Referring expression pointing data:
--- START ---

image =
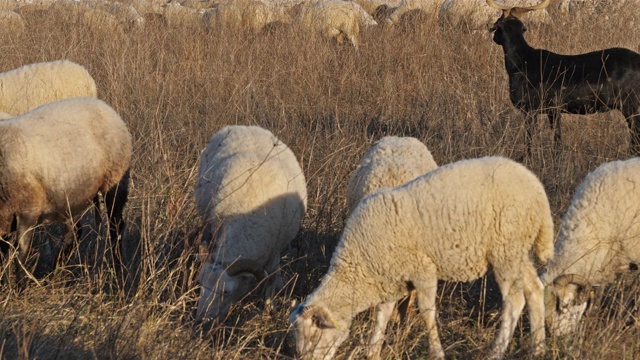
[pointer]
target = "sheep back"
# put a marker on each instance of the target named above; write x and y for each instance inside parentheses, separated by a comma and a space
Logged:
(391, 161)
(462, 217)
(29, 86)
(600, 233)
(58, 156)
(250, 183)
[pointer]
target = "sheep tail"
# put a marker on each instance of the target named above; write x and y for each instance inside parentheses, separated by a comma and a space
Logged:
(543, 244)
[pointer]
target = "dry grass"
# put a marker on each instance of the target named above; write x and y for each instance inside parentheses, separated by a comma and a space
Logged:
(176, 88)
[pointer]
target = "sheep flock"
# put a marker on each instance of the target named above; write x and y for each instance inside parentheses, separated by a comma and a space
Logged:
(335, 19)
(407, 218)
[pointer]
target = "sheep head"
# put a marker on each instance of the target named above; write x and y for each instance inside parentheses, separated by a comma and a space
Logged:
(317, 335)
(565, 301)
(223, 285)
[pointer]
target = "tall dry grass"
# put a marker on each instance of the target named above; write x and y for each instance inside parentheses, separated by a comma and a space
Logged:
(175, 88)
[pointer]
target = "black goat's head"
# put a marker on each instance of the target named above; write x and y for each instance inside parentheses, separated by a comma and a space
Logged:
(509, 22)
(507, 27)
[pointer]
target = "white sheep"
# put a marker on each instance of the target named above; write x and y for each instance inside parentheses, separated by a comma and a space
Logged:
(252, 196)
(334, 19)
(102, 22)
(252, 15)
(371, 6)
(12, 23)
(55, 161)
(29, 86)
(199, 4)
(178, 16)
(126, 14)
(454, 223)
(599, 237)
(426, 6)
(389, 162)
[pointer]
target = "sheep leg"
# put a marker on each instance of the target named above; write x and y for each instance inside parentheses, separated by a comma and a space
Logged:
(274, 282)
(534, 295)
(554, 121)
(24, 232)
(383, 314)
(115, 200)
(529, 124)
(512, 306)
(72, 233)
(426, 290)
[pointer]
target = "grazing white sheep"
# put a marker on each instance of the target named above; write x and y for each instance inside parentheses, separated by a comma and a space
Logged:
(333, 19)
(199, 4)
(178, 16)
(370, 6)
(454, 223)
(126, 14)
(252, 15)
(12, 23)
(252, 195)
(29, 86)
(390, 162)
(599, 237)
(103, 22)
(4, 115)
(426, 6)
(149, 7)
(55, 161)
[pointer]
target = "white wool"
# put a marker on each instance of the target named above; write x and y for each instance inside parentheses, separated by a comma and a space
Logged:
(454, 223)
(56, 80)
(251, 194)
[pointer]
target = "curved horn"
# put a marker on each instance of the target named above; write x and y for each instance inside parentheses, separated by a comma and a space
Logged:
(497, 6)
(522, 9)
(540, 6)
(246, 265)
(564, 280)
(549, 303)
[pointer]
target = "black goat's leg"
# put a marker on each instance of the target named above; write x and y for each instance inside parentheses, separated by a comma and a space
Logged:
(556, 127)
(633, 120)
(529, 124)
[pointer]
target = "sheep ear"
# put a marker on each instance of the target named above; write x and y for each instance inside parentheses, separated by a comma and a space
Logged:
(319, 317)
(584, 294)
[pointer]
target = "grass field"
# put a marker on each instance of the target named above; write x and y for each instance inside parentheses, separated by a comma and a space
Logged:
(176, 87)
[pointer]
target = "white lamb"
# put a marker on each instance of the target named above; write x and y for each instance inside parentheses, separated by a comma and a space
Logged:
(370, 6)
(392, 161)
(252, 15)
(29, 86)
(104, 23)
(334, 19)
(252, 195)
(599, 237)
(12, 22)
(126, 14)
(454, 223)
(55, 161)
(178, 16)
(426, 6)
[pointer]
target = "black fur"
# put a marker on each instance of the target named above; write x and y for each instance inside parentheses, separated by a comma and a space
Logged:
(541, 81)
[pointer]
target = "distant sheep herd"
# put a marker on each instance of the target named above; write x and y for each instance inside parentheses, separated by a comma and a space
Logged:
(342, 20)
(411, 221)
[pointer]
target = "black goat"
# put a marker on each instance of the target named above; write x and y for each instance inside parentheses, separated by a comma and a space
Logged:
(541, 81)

--- END ---

Try it:
Write out the entries again, word for word. No images.

Result of the exercise:
image =
[pointer]
target = "sheep back"
# put a marker on each instance of the target named above; write x and y for each instance inside parentheses, separated by a comma and a space
Logged:
(391, 161)
(462, 217)
(29, 86)
(600, 233)
(58, 156)
(250, 183)
[pointer]
target = "sheep tail"
# put a marker on each instance of the target named above; write x and y for each instance inside parentheses, separated by a comma and a space
Logged:
(543, 244)
[pointer]
target = "dry grass"
# put a marker on each instance of the target named above; write x and y for each instance inside parentheses, separated by a comma and a space
Logged:
(176, 88)
[pointer]
target = "sheep flock"
# put a marker on each instance of the target named above; write x and y for each instance inside parentheses, separated by a comma and a space
Logged:
(335, 19)
(407, 218)
[pointer]
target = "sheep head"
# put a marker on each instance of the target named above; write x and y for each instance inside parentheses, separated by a comma and a space
Logged:
(317, 335)
(565, 301)
(223, 285)
[pointer]
target = "tall dry grass"
# put a marker on each instance of the target named above; write x and y for each instance inside parentheses, separated by a comma and a space
Logged:
(175, 88)
[pointer]
target = "black goat's head"
# put a marker on each instance of the target named above; write x and y for each instance inside parentheses, separated by a comma and a space
Logged:
(509, 22)
(507, 27)
[pointer]
target = "white sheep"
# put a marker on each instance of the target named above; write x and y for each instance inside parentheses, separated by a comma and a space
Logged:
(252, 196)
(334, 19)
(102, 22)
(252, 15)
(371, 6)
(12, 23)
(55, 161)
(29, 86)
(199, 4)
(178, 16)
(126, 14)
(454, 223)
(599, 237)
(426, 6)
(389, 162)
[pointer]
target = "sheep leg"
# put a marker on each instance of the target named above; write x and y for each instance inside parentheses, separated by a comma and a space
Logged:
(274, 282)
(534, 295)
(554, 121)
(24, 232)
(383, 314)
(115, 200)
(529, 124)
(512, 306)
(72, 233)
(426, 290)
[pointer]
target = "grazing white sheep"
# put a marker on each instance of the target named above; write x and y for each instance inside parentheses, separated by a comma and a space
Logged:
(333, 19)
(199, 4)
(178, 16)
(370, 6)
(454, 223)
(126, 14)
(252, 15)
(12, 23)
(252, 195)
(29, 86)
(390, 162)
(599, 237)
(103, 22)
(4, 115)
(426, 6)
(149, 7)
(55, 161)
[pointer]
target = "white wool"
# put a marker on each instance of the target named above; write x and y for each instance inside parentheses, separated by a comma and a space
Logged:
(454, 223)
(56, 80)
(251, 194)
[pointer]
target = "curved horn"
# put a marker on each instance of the target named above; write x and y for each instance inside parentheses, separated by a comma and a space
Logged:
(497, 6)
(522, 9)
(540, 6)
(246, 265)
(564, 280)
(549, 303)
[pointer]
target = "black goat's leg"
# put a marker on each instance of the target named above; write x and y for each instance inside parentheses, separated by a comma and a space
Logged:
(556, 127)
(633, 120)
(529, 124)
[pointer]
target = "sheep ear"
# put a marker on each instance of the target named above; write x and y for each instance inside parentheses, separated by a comma and a space
Logged:
(319, 317)
(584, 294)
[pointer]
target = "grass field"
# put a marker on each instance of the target named above; write x and y for each instance inside parentheses, separated by a comma and a space
Logged:
(176, 87)
[pointer]
target = "white lamb"
# put a marker on each instance of the target named above; write x and y for each instance inside parentheses, separated by a comma and a space
Logged:
(370, 6)
(392, 161)
(252, 15)
(29, 86)
(104, 23)
(334, 19)
(252, 195)
(599, 237)
(12, 22)
(126, 14)
(454, 223)
(55, 161)
(178, 16)
(426, 6)
[pointer]
target = "black fur"
# put a marker on each instance of the target named above; write x and y for each instance inside parentheses, separated by a comma and a space
Logged:
(541, 81)
[pointer]
target = "distant sheep herd"
# put a marker on each instance of the target named above; write x and y for each instance inside parentheses, separated by a comma and a space
Logged:
(342, 20)
(411, 221)
[pointer]
target = "black goat"
# put a marker on each instance of the target named above; write x and y for each instance inside parentheses, separated by a comma and a space
Logged:
(541, 81)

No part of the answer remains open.